:: Instructions for the task ::
In the text below on Singapore consumer confidence, what is the long-term average of the ANZ-Roy Morgan Singapore Consumer Confidence Index?

— Start Text provided —

The ANZ-Roy Morgan Singapore Consumer Confidence Index slid by three points month-on-month to 126.4 this month, figures released on Wednesday indicated.
The monthly figure is above the long-term average of 122.8, but 9.5 points shy of the one-off spike to 135.9 in July last year.
Chua Hak Bin, economist at Bank of America Merrill Lynch (BOAML) Singapore, citing pessimistic economic indicators such as a decline in gross domestic product growth, negative inflation and rising interest rates, said: "We've seen businesses worry about the economy . . . and as it trickles down, it is hurting the outlook for consumers as well."
Among consumers who were surveyed, the proportion who felt that their families are now better off financially than a year ago dipped from 29 per cent to 27 per cent; 8 per cent said they felt worse off financially, up from 7 per cent in June.
Looking ahead, one third (33 per cent) said they expected their family to be better off financially in a year, down three percentage points from June's figure. Conversely, 6 per cent of respondents - up from 4 per cent before - expect to be worse off financially in a year.
The survey began in January 2014; the results are based on 1,000 face-to-face surveys of people aged 14 years and above.
Singapore's manufacturing sector had contracted for the fourth straight month in May, with industrial output declining 2.3 per cent on a year-on-year basis.
And inflation had come in at below zero for the seventh consecutive month in May - the longest run of negative inflation in six years. This was largely the result of cheaper oil and the loan curbs that have dampened the car and property markets.
Mr Chua said: "Consumers whose wealth is parked in property might have seen a decline in household wealth. These factors could make them a lot more cautious, as costs continue to rise."
From the survey, the number of respondents who said that now was a bad time to buy major household items climbed seven percentage points to 19 per cent. Those who said that now was a good time to buy a big-ticket household items was steady at 20 per cent.
Just over half the respondents (51 per cent, up from 50 per cent) expected the country to have good times financially over the next 12 months. But 10 per cent, up from 7 per cent, expect "bad times" financially.

— End Text provided —
— Start Given records —

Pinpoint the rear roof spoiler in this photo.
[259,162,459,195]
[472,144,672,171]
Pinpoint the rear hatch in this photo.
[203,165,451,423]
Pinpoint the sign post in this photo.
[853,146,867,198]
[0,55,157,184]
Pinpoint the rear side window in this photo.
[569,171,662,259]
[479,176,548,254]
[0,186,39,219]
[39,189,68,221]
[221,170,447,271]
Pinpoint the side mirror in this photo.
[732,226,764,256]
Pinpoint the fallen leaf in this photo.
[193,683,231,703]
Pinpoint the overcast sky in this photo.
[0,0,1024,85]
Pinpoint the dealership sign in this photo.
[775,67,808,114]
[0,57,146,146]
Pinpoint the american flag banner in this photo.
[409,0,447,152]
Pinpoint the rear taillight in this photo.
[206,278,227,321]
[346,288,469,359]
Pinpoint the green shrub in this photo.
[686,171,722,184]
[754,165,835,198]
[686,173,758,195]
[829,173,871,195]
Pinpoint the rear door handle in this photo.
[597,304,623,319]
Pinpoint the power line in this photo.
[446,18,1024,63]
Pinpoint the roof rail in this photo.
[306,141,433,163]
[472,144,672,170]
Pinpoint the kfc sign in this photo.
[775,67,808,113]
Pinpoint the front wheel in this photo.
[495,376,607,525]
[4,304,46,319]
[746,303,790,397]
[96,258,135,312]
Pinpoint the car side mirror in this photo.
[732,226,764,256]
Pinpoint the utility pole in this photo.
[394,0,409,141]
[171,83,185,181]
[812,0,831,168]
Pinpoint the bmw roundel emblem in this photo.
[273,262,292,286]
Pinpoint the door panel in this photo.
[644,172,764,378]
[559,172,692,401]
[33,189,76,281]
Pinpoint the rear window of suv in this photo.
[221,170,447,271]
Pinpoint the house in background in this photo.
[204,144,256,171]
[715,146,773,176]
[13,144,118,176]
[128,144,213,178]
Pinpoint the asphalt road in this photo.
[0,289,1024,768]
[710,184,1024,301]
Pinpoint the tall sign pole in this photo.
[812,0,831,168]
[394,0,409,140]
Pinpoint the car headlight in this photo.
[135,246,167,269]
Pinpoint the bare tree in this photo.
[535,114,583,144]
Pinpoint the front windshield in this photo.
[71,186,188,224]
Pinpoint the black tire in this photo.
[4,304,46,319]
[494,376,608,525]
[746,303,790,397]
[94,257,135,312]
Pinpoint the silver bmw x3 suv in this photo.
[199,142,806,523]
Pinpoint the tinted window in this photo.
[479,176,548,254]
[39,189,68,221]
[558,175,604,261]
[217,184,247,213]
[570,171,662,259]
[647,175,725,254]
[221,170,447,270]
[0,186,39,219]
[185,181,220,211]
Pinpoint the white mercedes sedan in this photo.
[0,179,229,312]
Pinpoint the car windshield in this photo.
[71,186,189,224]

— End Given records —

:: Reply to the task ::
122.8